◆ **Document segment**:
Until recent years, he went to Broadway plays. He still enjoys the sounds of Bach, Beethoven, and Tchaikovsky.

He is also a man of many lives. He started as a family man married with two children in the mid-1980s, working for the Department of Justice out of their New York office, although he declined to say specifically what kind of work he did.

A bitter divorce, the death of his mother, and being diagnosed by doctors with post-traumatic stress disorder, a condition he attributed to a tumultuous childhood in the Bronx, sent him on a downward spiral of drug use.

“I started taking drugs since it was hard to accept that I was suffering from mental illness,” Mario said. “Unfortunately, it took me places I never want to ever see again.”

As a homeless man fighting deep depression and drug addiction, Mario began to experience the kind of humiliating treatment that came when people only saw him on a surface level, especially after he was diagnosed with tuberculosis.

◆ **Given information**:
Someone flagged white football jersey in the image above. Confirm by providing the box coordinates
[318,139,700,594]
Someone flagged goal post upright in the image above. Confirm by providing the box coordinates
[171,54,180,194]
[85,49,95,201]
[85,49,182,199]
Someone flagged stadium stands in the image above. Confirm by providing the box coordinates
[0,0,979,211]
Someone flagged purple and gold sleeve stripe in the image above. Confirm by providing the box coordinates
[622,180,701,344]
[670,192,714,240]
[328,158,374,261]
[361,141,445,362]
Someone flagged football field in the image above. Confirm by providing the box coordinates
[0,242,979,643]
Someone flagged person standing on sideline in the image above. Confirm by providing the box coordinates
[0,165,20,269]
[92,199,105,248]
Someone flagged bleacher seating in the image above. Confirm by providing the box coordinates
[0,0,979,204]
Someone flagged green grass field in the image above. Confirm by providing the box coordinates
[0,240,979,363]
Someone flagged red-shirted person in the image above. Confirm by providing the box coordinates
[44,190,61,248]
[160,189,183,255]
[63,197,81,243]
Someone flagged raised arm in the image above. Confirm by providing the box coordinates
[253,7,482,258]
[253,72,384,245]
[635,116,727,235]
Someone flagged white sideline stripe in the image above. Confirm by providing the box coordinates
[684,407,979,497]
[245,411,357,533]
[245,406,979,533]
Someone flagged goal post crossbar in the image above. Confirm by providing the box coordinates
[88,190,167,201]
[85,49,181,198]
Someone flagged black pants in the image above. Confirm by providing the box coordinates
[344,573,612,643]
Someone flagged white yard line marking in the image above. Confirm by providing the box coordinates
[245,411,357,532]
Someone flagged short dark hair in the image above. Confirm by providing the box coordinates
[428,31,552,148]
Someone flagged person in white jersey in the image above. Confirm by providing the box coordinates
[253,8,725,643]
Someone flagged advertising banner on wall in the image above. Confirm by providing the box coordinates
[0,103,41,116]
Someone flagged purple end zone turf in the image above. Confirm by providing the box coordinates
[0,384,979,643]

◆ **Work order A**:
Answer these questions from the profile of Mario:
(i) Which composers does Mario still enjoy listening to?
(ii) Which government department did he work for in the mid-1980s, and out of which office?
(iii) What did he attribute his post-traumatic stress disorder to?
◆ **Work order B**: Write a continuation of the profile of Mario, starting after its last sentence.

◆ **Expected output A**:
(i) Bach, Beethoven, and Tchaikovsky.
(ii) The Department of Justice, out of its New York office.
(iii) A tumultuous childhood in the Bronx.

◆ **Expected output B**:
“I remember I would visit people and notice that whenever I left a room or got up from a chair, they would be wiping down things,” Mario said. “Now I am not bitter at them. My attitude is ‘Ignorance is bliss.’ “

Mario also began to develop a better understanding for his fellow homeless people, remembering how he once treated them as a working man.

“Whenever I saw a homeless person, I would chase them away or ignore them,” Mario said.

Mario’s journey of self-destruction stopped in 1999, when he sought treatment for drug addiction. He says he has stayed sober ever since. Living in abandoned buildings

Mario has rented furnished rooms, but those weren’t perfect situations.

‘People don’t understand that living in a furnished room means living with other people, like in a shelter,” Mario said, “and if a landlord wants to evict for any reason, he can pack your stuff and lock you out of your room.”

He has also sneaked into abandoned houses and lived in shacks throughout Jersey City, with the occasional stay at St. Lucy’s Shelter on Grove Street near the Jersey City-Hoboken border. Now he is much less active, saying he suffers from diabetes and arthritis.

For most of the last five years, Mario has lived in the PERC Shelter.

“They have supportive for me in so many ways to help me get back on my feet again,” Mario said.

Mario credits Tom Harrigan, the director of programming for the PERC Shelter, for informing him about the program to place chronically homeless people in permanent housing.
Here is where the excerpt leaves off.